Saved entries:

***

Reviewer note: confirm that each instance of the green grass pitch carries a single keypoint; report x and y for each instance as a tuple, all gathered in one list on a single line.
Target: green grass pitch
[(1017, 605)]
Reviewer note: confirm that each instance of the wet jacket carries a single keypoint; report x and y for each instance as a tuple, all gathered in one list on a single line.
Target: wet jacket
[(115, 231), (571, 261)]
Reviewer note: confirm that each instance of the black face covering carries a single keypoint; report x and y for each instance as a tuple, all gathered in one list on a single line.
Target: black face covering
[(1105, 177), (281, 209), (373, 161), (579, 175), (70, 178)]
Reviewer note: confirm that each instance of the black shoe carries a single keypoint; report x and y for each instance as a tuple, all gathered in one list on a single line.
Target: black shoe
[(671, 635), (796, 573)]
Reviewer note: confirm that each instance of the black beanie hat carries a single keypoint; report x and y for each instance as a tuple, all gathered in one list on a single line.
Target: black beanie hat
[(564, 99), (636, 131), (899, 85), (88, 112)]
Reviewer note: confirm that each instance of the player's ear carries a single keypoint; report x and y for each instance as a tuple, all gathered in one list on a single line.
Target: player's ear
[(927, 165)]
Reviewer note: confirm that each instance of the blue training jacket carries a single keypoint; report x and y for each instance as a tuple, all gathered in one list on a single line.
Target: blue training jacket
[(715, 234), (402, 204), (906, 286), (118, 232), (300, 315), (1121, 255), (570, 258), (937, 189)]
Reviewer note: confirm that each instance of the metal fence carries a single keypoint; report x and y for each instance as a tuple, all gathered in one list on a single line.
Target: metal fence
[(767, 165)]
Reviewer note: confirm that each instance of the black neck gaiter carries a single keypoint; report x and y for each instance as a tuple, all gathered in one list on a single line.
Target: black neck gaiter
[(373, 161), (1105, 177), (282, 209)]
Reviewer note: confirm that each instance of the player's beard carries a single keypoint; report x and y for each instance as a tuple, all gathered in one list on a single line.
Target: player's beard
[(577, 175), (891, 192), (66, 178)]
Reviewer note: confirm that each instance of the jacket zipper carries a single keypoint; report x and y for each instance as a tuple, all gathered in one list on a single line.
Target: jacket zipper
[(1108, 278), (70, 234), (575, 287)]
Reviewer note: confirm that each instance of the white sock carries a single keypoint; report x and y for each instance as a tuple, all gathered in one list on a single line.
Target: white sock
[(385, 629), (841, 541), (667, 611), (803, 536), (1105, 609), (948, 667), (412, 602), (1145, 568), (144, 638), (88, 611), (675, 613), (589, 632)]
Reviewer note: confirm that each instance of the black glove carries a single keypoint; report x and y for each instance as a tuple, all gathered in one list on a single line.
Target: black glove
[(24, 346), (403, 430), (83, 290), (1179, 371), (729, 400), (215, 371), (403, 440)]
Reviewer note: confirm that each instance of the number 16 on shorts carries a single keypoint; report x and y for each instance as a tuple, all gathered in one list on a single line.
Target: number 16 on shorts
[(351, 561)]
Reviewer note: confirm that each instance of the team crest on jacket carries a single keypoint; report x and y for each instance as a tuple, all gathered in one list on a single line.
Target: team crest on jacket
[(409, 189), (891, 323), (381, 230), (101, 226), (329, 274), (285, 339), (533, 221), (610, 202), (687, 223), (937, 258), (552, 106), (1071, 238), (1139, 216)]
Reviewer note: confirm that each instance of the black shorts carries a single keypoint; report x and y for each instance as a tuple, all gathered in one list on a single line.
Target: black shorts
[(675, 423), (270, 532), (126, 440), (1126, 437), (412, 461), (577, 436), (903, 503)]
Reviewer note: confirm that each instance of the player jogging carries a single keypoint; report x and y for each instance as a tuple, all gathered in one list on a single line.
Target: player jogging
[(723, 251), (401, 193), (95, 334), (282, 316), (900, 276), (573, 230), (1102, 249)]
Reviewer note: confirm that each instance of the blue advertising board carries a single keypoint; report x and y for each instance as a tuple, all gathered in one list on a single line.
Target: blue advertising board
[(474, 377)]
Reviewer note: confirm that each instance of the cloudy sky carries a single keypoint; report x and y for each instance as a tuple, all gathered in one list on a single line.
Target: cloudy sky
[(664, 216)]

***

» **THE TASK**
Nothing may be dropped or altered. Copy every line above.

» **PROBLEM SOLUTION**
Reviewer note: confirm that each instance of the green grass pitch carries a single keypoint; report x and y for each instance as a tuple, all gathered in one list on a single line.
Target: green grass pitch
[(1017, 605)]
Reviewer note: confirm that each instance of the wet jacket carries a single keypoint; report x and y for each instance as a tuple, all gathered in one list on a single line.
Target: wet jacket
[(115, 231), (571, 261)]
Reviewer note: confirm that each instance of the black face covering carries a single keypoint; report x and y for each instance as a tuple, all gathered in one list on a single line.
Target: black face covering
[(1105, 177), (281, 209), (373, 161), (579, 175), (70, 178)]
Reviewer note: confirm that each instance of the black shoe carries a single keypoint; report x and y for each instance as a tuple, all gathered in one list on a single line.
Target: black shoe
[(671, 635), (796, 573)]
Reviewer note: confirm that each instance of the black beanie hat carries a single keypoint; report x and y for each instance as a tuple, all gathered in one list on a single line.
Target: black beanie hat
[(564, 99), (636, 131), (899, 85), (88, 112)]
Reviewer note: confirm that each instance of the player's ear carries a single keypoint; report x and y for each instance as a tuple, all gathered in one list on a single line.
Target: player's ear
[(927, 165)]
Reviewer note: confirm that each instance of the blue training jacket carries a single keypoint; report x and y for each instance as a tuple, all gathered in one list on a single line.
Target: blue training jacket
[(715, 234), (402, 204), (906, 286), (118, 232), (300, 315), (1121, 255), (570, 258), (937, 189)]
Reviewer note: confirm that each instance of the metal fence carries a single keypoint; report x and y for each instance as a tuple, all gathered in one list on a single line.
Target: metal fence
[(767, 165)]
Reviewer note: confirm that each instance of the black neck gaiter carries a single keypoint; report x and y for each instance as a tuple, all gathered in one list on a single line.
Target: black neck gaiter
[(373, 161), (1105, 177), (282, 209)]
Reviewer note: confirm that each instance of the player's beard carries a single keypoint; report x and y for each instance as a tuple, all gathered in one list on a single line.
Target: player's beard
[(577, 175), (891, 192), (66, 178)]
Reviewer note: confirm that each instance of the jacket zipper carries a single keypoint; report x and y for each instance as a tuple, all gathered in one list on a single line.
Target: jacket zipper
[(1108, 278), (70, 234), (575, 287)]
Reviewer note: confirm that each instance of the white sock carries a single keypoint; report x and y for each instance as a tuple, all gathered in one list on a single line.
Target: white sock
[(385, 629), (841, 541), (667, 611), (803, 536), (1105, 609), (948, 667), (412, 602), (1145, 568), (144, 638), (88, 611), (675, 613), (589, 632)]
Reviewer note: confirm that each instance of the black glove carries a single keypoint; report x and y for each instance as a tuple, all gathered in one list on a single line.
Target: black glove
[(24, 346), (403, 430), (83, 290), (1179, 371), (729, 400), (215, 371), (403, 440)]
Reviewer note: confirm that each instance of the number 16 on shorts carries a single keypoint; report x and y for each instance as a tuple, all gathered in one list on a single line.
Target: number 16 on shorts
[(351, 561)]
Reviewer note: confirm that each instance of the team crest on jacket carries a single keypoint; report x and y for each instance as a tuple, all gathered in one list on a single line.
Target: team crest on jacket
[(409, 189), (891, 323), (381, 230), (101, 226), (329, 274), (285, 339), (533, 221), (610, 202), (687, 223), (937, 258), (552, 106), (1071, 238), (1139, 216)]
Reviewer note: confirm that each instance of the black shorts carries a single keypoint; report x and y for each instance as a tuple, all gathered in one list on a single line.
Target: black shorts
[(675, 423), (270, 532), (126, 440), (1126, 437), (412, 461), (577, 436), (903, 503)]
Reviewer note: confirm that each instance of the player jogging carries a single keypoint; report x and y for each instance as a tuple, all gathered in one list on a single line.
Target: player jogging
[(723, 251), (401, 193), (95, 334), (282, 316), (900, 276), (573, 230), (1102, 249)]
Reviewer note: confirm that each instance of the blue advertising board carries a single keypoint; report x and y for each instance as a tuple, all gathered in one list on a single line.
Target: blue advertising board
[(474, 377)]
Reviewer note: confirm that each instance of the cloudy sky carries a single keypoint; report x and y for each instance as a tuple, all gathered in one list on a single line.
Target: cloudy sky
[(664, 216)]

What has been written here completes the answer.